Stored entries
════════
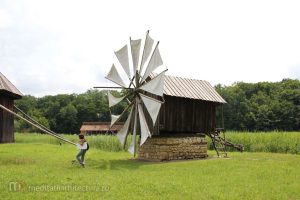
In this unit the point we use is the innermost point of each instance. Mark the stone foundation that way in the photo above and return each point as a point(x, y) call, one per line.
point(176, 147)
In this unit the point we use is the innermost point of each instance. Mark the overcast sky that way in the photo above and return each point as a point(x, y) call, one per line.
point(53, 47)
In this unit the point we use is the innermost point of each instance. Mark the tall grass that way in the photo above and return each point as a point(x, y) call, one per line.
point(102, 142)
point(275, 142)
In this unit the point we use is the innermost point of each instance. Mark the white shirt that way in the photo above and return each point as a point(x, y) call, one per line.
point(79, 146)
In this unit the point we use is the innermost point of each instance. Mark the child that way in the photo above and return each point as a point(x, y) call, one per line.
point(82, 146)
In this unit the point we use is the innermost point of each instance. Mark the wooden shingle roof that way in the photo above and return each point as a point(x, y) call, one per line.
point(7, 87)
point(191, 88)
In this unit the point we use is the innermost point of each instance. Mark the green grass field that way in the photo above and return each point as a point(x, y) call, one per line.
point(42, 170)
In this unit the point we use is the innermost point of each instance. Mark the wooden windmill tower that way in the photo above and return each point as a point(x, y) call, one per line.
point(8, 93)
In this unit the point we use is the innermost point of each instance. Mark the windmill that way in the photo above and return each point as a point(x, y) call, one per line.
point(145, 88)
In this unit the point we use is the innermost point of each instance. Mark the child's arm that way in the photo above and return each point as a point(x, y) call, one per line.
point(79, 146)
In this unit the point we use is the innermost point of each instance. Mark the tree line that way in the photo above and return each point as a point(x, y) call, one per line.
point(261, 106)
point(250, 106)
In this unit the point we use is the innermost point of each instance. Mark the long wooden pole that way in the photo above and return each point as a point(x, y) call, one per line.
point(42, 129)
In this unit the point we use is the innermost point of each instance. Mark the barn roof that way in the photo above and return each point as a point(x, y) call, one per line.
point(7, 87)
point(100, 126)
point(191, 88)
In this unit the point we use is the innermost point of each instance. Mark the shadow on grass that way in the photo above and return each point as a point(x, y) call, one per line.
point(127, 164)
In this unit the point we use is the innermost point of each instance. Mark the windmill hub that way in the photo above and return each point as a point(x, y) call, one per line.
point(145, 60)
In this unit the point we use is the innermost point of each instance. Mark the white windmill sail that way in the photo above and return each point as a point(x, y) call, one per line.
point(115, 77)
point(155, 85)
point(135, 51)
point(145, 133)
point(131, 148)
point(122, 56)
point(152, 105)
point(122, 134)
point(113, 100)
point(114, 118)
point(147, 50)
point(155, 61)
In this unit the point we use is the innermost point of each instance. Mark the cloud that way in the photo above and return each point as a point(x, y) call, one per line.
point(294, 72)
point(5, 19)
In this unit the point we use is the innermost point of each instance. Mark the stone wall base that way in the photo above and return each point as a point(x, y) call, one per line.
════════
Aim —
Can you write out every line from the one containing "the white windmill" through the one containing "point(155, 61)", inclusive, shifting each x and y coordinate in the points up by 109?

Worked solution —
In this unit the point we use is the innermost point of each instance. Mark the white windmill sail that way in the photo above and return each point as a point(x, y) call, one per line.
point(224, 186)
point(264, 194)
point(244, 160)
point(254, 242)
point(240, 257)
point(231, 165)
point(261, 214)
point(231, 243)
point(222, 209)
point(223, 227)
point(256, 159)
point(264, 170)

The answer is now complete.